§ **DATA ENTRIES**:
--- START ---

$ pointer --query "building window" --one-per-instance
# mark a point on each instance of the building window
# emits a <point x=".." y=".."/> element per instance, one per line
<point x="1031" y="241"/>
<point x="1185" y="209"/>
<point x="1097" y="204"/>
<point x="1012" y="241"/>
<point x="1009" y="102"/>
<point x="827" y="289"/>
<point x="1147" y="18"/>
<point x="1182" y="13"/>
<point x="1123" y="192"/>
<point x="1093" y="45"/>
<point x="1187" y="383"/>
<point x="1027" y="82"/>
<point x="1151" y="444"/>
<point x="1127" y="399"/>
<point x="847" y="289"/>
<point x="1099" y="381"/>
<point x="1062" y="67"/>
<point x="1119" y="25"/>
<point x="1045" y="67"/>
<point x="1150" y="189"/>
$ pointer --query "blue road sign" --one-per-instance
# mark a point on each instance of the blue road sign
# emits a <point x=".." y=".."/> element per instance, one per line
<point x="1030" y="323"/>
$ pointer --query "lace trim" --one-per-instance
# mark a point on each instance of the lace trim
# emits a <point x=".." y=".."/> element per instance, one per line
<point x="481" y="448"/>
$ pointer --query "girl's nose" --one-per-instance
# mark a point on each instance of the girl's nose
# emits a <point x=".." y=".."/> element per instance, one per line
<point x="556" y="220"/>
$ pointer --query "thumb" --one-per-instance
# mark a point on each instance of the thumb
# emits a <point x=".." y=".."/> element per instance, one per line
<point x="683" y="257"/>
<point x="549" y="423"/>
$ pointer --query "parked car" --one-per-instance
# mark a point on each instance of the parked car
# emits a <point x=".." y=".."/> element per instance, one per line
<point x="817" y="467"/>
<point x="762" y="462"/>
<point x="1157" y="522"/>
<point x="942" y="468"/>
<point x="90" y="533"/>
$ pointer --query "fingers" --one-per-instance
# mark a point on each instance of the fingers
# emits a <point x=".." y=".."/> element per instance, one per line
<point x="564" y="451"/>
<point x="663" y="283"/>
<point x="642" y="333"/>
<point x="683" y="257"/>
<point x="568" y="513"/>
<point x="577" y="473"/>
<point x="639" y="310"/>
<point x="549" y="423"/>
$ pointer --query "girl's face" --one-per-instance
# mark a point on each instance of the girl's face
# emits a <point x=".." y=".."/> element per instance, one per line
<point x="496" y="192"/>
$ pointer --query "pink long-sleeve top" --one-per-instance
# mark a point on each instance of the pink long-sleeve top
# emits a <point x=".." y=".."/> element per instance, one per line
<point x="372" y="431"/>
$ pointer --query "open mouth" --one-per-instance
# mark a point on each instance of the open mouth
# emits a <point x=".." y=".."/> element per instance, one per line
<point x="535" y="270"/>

--- END ---

Give the material above again, word for word.

§ **THE RESPONSE**:
$ pointer --query "building window" --one-per-instance
# mark a point on each instance of the building window
# emits a <point x=".." y=".."/> element per instance, one per line
<point x="1031" y="241"/>
<point x="1185" y="209"/>
<point x="1097" y="204"/>
<point x="1012" y="241"/>
<point x="1009" y="102"/>
<point x="827" y="289"/>
<point x="1147" y="18"/>
<point x="1182" y="13"/>
<point x="1123" y="192"/>
<point x="1093" y="45"/>
<point x="1187" y="383"/>
<point x="1027" y="82"/>
<point x="1151" y="444"/>
<point x="1127" y="399"/>
<point x="847" y="289"/>
<point x="1099" y="381"/>
<point x="1062" y="67"/>
<point x="1119" y="25"/>
<point x="1045" y="67"/>
<point x="1150" y="189"/>
$ pointer --query "blue road sign" --one-per-instance
# mark a point on each instance of the blue road sign
# emits a <point x=".." y=".."/> element per instance, one per line
<point x="1030" y="323"/>
$ pointer --query "lace trim" --one-per-instance
# mark a point on each instance of the lace trim
# emits a <point x=".." y=".."/> element per instance, one per line
<point x="481" y="448"/>
$ pointer --query "girl's nose" --one-per-instance
# mark a point on each instance of the girl's nose
# emits a <point x=".." y=".."/> element per instance, one per line
<point x="556" y="220"/>
$ pointer --query "thumb" --one-per-instance
# mark a point on each instance of the thumb
# emits a <point x=".." y=".."/> element per instance, one per line
<point x="683" y="257"/>
<point x="549" y="423"/>
$ pointer --query "parked car" --one-per-instance
# mark a point on each instance of the parked car
# emits a <point x=".." y=".."/> element per instance, one per line
<point x="817" y="467"/>
<point x="762" y="462"/>
<point x="1157" y="522"/>
<point x="942" y="468"/>
<point x="90" y="533"/>
$ pointer --query "fingers" --one-per-instance
# mark a point on each instance of the fingers
# emits a <point x=".." y=".."/> element per instance, one per line
<point x="564" y="451"/>
<point x="663" y="283"/>
<point x="642" y="333"/>
<point x="683" y="257"/>
<point x="568" y="513"/>
<point x="577" y="473"/>
<point x="639" y="310"/>
<point x="549" y="423"/>
$ pointer --query "girl's face" --one-per-instance
# mark a point on each instance of the girl's face
# emits a <point x=".." y=".."/> element per instance, one per line
<point x="496" y="192"/>
$ pointer --query "pink long-sleeve top" --one-per-instance
# mark a point on each instance of the pink long-sleeve top
# emits a <point x=".." y=".."/> element per instance, one per line
<point x="372" y="431"/>
$ pointer --query "open mouth" --one-per-instance
# mark a point on each instance of the open mouth
# emits a <point x=".." y=".."/> element per instance, one per line
<point x="535" y="270"/>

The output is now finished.